Data section =
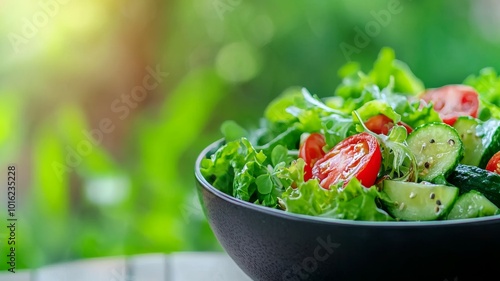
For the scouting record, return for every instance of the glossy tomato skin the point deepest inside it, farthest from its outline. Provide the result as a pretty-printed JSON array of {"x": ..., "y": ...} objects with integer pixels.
[
  {"x": 357, "y": 156},
  {"x": 453, "y": 101},
  {"x": 381, "y": 124},
  {"x": 494, "y": 163},
  {"x": 311, "y": 150}
]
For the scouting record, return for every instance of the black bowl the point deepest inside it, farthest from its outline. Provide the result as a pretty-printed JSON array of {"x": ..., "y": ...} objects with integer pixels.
[{"x": 270, "y": 244}]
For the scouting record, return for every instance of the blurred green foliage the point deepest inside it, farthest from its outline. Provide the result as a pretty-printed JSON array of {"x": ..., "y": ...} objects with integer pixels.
[{"x": 133, "y": 191}]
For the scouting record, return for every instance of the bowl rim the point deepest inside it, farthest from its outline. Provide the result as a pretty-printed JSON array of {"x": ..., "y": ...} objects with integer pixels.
[{"x": 322, "y": 220}]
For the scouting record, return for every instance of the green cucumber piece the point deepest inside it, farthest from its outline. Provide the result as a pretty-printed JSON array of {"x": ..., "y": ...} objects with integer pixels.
[
  {"x": 411, "y": 201},
  {"x": 481, "y": 139},
  {"x": 438, "y": 150},
  {"x": 489, "y": 132},
  {"x": 473, "y": 145},
  {"x": 472, "y": 204},
  {"x": 469, "y": 178}
]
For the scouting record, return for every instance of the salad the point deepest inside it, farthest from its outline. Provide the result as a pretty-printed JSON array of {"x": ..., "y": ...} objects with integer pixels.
[{"x": 383, "y": 147}]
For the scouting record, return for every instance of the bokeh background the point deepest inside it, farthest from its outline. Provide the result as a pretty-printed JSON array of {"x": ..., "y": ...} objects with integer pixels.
[{"x": 104, "y": 105}]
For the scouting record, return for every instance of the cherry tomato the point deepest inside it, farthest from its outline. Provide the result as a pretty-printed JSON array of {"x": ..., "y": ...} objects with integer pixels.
[
  {"x": 311, "y": 150},
  {"x": 494, "y": 163},
  {"x": 357, "y": 156},
  {"x": 453, "y": 101},
  {"x": 381, "y": 124}
]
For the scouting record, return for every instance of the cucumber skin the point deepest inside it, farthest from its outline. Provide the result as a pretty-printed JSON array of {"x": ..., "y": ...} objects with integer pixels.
[
  {"x": 468, "y": 178},
  {"x": 472, "y": 144},
  {"x": 460, "y": 153},
  {"x": 492, "y": 143}
]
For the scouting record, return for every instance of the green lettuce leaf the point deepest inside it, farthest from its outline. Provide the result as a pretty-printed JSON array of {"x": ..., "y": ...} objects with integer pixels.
[
  {"x": 239, "y": 170},
  {"x": 354, "y": 202}
]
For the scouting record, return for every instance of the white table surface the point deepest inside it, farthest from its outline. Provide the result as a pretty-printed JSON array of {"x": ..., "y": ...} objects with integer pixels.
[{"x": 183, "y": 266}]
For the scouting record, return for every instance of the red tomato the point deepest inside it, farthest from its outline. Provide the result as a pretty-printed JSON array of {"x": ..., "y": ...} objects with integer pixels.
[
  {"x": 452, "y": 101},
  {"x": 494, "y": 163},
  {"x": 381, "y": 124},
  {"x": 357, "y": 156},
  {"x": 311, "y": 150}
]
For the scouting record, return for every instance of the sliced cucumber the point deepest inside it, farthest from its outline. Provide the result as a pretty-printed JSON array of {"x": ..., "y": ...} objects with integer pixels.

Short task =
Each entry should be repeated exactly as it appears; the pictures stay out.

Full response =
For the scouting record, return for every instance of the glossy tomato skin the point deepest inside it, farthest from its outline. Provide the result as a pretty-printed JSON array of {"x": ..., "y": ...} objects with integer pixels.
[
  {"x": 357, "y": 156},
  {"x": 453, "y": 101},
  {"x": 381, "y": 124},
  {"x": 494, "y": 163},
  {"x": 311, "y": 150}
]
For the scouting record, return for every instance of the black bowl the point deepest inside it, farthest from its outline. Provide the result as a pretty-printed JSON array of {"x": ..., "y": ...} objects with integer pixels.
[{"x": 270, "y": 244}]
For the scouting record, return for every instance of the blurred green foliage the point deepest inside it, farthest from its outline. Provide the result as a pretty-printed JSON array of {"x": ..., "y": ...} objects with integer pixels.
[{"x": 133, "y": 191}]
For the scouting record, return for every instance of the bowl rim the point deepest inside it, farthest from its outline. Provide the result as a pretty-printed JSON array of {"x": ..., "y": ...} objects with integer pixels.
[{"x": 322, "y": 220}]
For the scouting record, return for every instance of the green cucumber piece the point deepest inside it, farthest from its outline. Provide the result as a pretty-printed JSON array of {"x": ..., "y": ...} objects with integer pixels.
[
  {"x": 411, "y": 201},
  {"x": 481, "y": 139},
  {"x": 438, "y": 150},
  {"x": 489, "y": 132},
  {"x": 473, "y": 145},
  {"x": 472, "y": 204},
  {"x": 469, "y": 178}
]
For the scouting record, return for every instance of the salad the point deepest inside it, farthest from its outline. Provide the result as a pretty-printed JSON array of {"x": ..., "y": ...} objects with integer pixels.
[{"x": 383, "y": 147}]
For the scouting record, return for every instance of the bokeh background the point deepest inside it, farthest from its outline. Provide the result as a pretty-printed JSON array of {"x": ..., "y": ...} objects with integer pixels.
[{"x": 104, "y": 105}]
For the scouting record, return for every instance of the cherry tomato the point deepest inside it, farthest from its outline. Provide the result as a pretty-printed JSON array of {"x": ..., "y": ...} objects with integer pixels.
[
  {"x": 311, "y": 150},
  {"x": 494, "y": 163},
  {"x": 357, "y": 156},
  {"x": 453, "y": 101},
  {"x": 381, "y": 124}
]
For the scouting record, return for every instance of the cucumber skin the point deepest inside it, farthest from its outline. Provide the result as a pretty-printed JSON array of {"x": ..., "y": ...} objects with integer pixels.
[
  {"x": 468, "y": 178},
  {"x": 472, "y": 144},
  {"x": 460, "y": 153},
  {"x": 492, "y": 143}
]
For the scouting record, return for every instance of the green lettuce leaf the point deepest inside it, farthest from its outline. Provide the result as a pretty-printed JSON array of {"x": ..., "y": ...} objects with integer pixels.
[
  {"x": 239, "y": 170},
  {"x": 354, "y": 202}
]
For the scouting record, return for every instance of the white table surface the point deepest inside it, farthest from its outline. Provide the result as a pretty-printed JSON array of {"x": ..., "y": ...} objects with integer pixels.
[{"x": 183, "y": 266}]
For the scouting record, return for every instance of the red tomato the point deepest inside it, farthest from its outline. Provide the result as a pretty-printed JSON array of {"x": ..., "y": ...} objects with integer pixels.
[
  {"x": 452, "y": 101},
  {"x": 494, "y": 163},
  {"x": 381, "y": 124},
  {"x": 357, "y": 156},
  {"x": 311, "y": 150}
]
For the scouting record, return for every instance of the sliced cucumber the point deepest inside it, farthest from its outline. Provide the result as a pretty-printed JSON array of {"x": ..., "y": ...} objects with integer pixels.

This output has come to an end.